=== Source data ===
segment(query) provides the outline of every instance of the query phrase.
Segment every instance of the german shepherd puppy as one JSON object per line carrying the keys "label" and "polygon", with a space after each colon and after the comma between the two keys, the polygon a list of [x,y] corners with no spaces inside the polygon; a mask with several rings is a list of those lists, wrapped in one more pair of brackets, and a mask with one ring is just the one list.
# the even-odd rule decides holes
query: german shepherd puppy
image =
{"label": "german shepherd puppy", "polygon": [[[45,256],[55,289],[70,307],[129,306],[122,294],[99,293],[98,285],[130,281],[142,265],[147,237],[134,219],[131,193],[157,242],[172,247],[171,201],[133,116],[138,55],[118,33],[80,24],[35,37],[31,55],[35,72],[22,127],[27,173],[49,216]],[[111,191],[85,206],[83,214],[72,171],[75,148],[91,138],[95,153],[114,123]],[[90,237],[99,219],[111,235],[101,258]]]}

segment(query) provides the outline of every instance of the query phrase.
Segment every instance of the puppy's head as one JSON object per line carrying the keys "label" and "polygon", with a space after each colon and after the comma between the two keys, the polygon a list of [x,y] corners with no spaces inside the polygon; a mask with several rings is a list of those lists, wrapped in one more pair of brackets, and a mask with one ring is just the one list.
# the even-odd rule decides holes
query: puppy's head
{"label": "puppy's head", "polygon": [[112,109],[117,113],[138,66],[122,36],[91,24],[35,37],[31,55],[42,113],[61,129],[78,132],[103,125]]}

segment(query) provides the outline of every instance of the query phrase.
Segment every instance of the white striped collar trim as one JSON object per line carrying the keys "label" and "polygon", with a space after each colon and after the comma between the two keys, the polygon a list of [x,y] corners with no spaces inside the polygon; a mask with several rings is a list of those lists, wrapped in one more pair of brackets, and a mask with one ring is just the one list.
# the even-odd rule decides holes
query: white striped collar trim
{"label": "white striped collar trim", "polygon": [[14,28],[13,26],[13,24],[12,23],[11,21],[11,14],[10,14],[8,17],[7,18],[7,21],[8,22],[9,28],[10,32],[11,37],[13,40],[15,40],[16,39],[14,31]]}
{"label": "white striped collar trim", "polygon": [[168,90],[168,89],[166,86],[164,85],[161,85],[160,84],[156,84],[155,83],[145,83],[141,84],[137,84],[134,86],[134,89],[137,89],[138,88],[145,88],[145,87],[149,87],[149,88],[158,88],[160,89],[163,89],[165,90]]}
===
> [Directions for this task]: Write the entries again, exactly as they stand.

> [Response]:
segment(query) provides the outline of every instance of the query phrase.
Segment every instance of the german shepherd puppy as one JSON object per line carrying the keys "label" and "polygon", with a space after each colon and after the comma between the two keys, the polygon a list of [x,y] corners with no spaces inside the polygon; a mask with several rings is a list of those lists, wrapped in one more pair of brackets, and a mask with one ring is just the one list.
# the even-odd rule decides holes
query: german shepherd puppy
image =
{"label": "german shepherd puppy", "polygon": [[[45,256],[55,289],[70,307],[129,306],[122,294],[99,293],[98,285],[130,281],[142,265],[147,237],[134,219],[131,193],[157,242],[172,247],[171,201],[133,116],[138,55],[118,33],[80,24],[35,37],[31,55],[35,72],[22,127],[27,173],[49,216]],[[111,191],[85,206],[83,214],[72,171],[75,148],[91,138],[95,153],[114,123]],[[90,237],[99,219],[111,235],[101,258]]]}

segment(query) provides the outline of every instance of the query phrase.
Segment every instance of the puppy's head as one JSON object per line carrying the keys "label" and "polygon", with a space after each colon and after the comma between the two keys, the polygon a list of [x,y] corners with no spaces inside the polygon; a mask with several rings is a list of those lists, wrapped in one more pair of brackets, and a mask with one ring is just the one list.
# the even-odd rule decides holes
query: puppy's head
{"label": "puppy's head", "polygon": [[112,109],[117,113],[138,66],[122,36],[91,24],[35,37],[31,55],[42,113],[61,129],[78,132],[103,125]]}

segment(query) provides the outline of every instance of the query phrase.
Segment every instance of the white striped collar trim as one JSON object per line carrying the keys "label" and "polygon", with a space after each colon and after the comma between the two keys, the polygon a list of [x,y] corners with no spaces inside the polygon; a mask with several rings is a list of those lists, wrapped in one more pair of brackets, and a mask with one ring is just the one list.
# the even-odd rule decides holes
query: white striped collar trim
{"label": "white striped collar trim", "polygon": [[14,28],[13,26],[13,24],[12,23],[11,21],[11,14],[10,14],[8,17],[7,18],[7,21],[8,22],[9,28],[10,32],[11,37],[13,40],[15,40],[16,39],[14,31]]}
{"label": "white striped collar trim", "polygon": [[168,90],[168,89],[166,86],[164,85],[161,85],[160,84],[156,84],[155,83],[145,83],[141,84],[137,84],[134,86],[134,89],[137,89],[138,88],[145,88],[145,87],[149,87],[149,88],[158,88],[160,89],[163,89],[165,90]]}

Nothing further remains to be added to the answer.